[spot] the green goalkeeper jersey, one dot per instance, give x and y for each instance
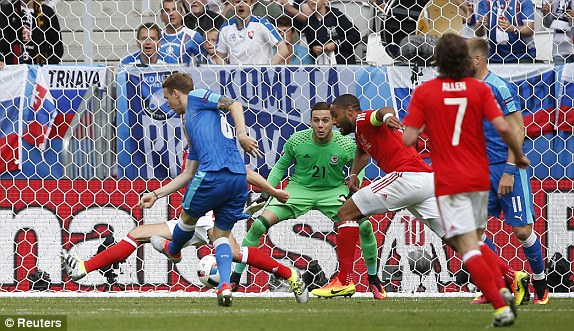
(316, 166)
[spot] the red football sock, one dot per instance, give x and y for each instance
(113, 254)
(347, 239)
(493, 261)
(507, 272)
(260, 260)
(484, 280)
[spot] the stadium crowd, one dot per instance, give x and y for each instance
(251, 32)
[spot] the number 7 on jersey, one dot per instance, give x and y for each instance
(461, 103)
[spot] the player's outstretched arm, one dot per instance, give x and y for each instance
(410, 135)
(510, 139)
(284, 52)
(256, 179)
(359, 163)
(148, 199)
(236, 109)
(387, 116)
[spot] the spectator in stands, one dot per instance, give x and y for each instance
(200, 18)
(330, 34)
(262, 8)
(209, 46)
(299, 53)
(29, 33)
(148, 40)
(249, 39)
(558, 17)
(178, 41)
(509, 27)
(468, 13)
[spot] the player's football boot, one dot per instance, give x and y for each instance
(335, 289)
(160, 245)
(298, 286)
(510, 301)
(74, 267)
(479, 300)
(503, 317)
(376, 288)
(235, 279)
(544, 300)
(224, 296)
(520, 287)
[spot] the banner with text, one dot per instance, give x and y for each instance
(276, 100)
(41, 217)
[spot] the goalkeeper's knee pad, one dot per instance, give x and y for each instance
(366, 228)
(258, 228)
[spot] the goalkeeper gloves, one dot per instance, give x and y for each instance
(342, 198)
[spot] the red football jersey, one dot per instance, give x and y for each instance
(453, 112)
(386, 146)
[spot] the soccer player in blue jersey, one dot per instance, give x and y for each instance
(510, 187)
(214, 172)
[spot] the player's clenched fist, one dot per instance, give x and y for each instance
(147, 200)
(249, 144)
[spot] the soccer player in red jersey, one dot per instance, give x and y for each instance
(451, 108)
(408, 182)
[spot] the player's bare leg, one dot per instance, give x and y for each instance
(224, 257)
(77, 268)
(182, 233)
(533, 252)
(259, 226)
(467, 245)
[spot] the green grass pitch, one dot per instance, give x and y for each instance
(254, 314)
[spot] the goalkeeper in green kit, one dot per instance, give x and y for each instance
(320, 156)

★ ★ ★ ★ ★ ★ ★

_Task instructions:_ Repeat the records word for word. Any picture in them should be left out.

_The completed task:_
[spot] the green goalkeeper jersey, one dot per instance, give x and y for each instance
(316, 166)
[spot] the red football sock, one dot per instance, give x and y for each instance
(113, 254)
(347, 239)
(493, 261)
(507, 272)
(260, 260)
(484, 280)
[spot] the stadium crowd, one dot per instance, give x and y for each instance
(251, 32)
[spot] the number 7 on jersey, one dot per instance, give x and y for each instance
(461, 103)
[spot] the player's outstretched arm, one dot per instance, give x and y for each instance
(410, 135)
(510, 139)
(284, 52)
(256, 179)
(359, 163)
(148, 199)
(236, 109)
(387, 116)
[spot] the spectator in stands, one dot per instance, give x and y for each instance
(200, 18)
(330, 34)
(262, 8)
(209, 46)
(299, 53)
(29, 33)
(148, 40)
(249, 39)
(558, 17)
(178, 41)
(509, 27)
(468, 13)
[spot] the player's football boot, one dot per instance, give x and y for each instance
(335, 289)
(160, 245)
(298, 286)
(510, 301)
(74, 267)
(479, 300)
(503, 317)
(376, 288)
(235, 279)
(544, 300)
(224, 296)
(520, 287)
[spot] the banner with text, one dot per instance, give x and y for each instance
(276, 100)
(41, 217)
[spot] the goalkeeper's knee pad, one dot per instance, give x and y for each instance
(366, 228)
(258, 228)
[spot] the goalkeeper gloves, one dot per instance, give x and y for each instance
(342, 198)
[spot] the red football jersey, one dot per instance, give x and y for each instance
(453, 112)
(386, 146)
[spot] the soccer player in blue jersey, one dot per instance, give x and y for each instance
(510, 187)
(214, 172)
[spot] the player's clenched fist, one dot per instance, give x and y for each instance
(147, 200)
(249, 144)
[spot] the soccer player in red jersey, one dot per instance, give x and y for each instance
(451, 108)
(408, 182)
[spot] the player's bare leg, one dot per instance, give x and y for each instance
(224, 257)
(77, 268)
(182, 233)
(533, 252)
(259, 226)
(467, 245)
[spot] the green grass pitch, one dot per instance, give x and y for each instance
(254, 314)
[spot] the goalkeeper in green kit, one dot per instance, give x and y for each instance
(320, 156)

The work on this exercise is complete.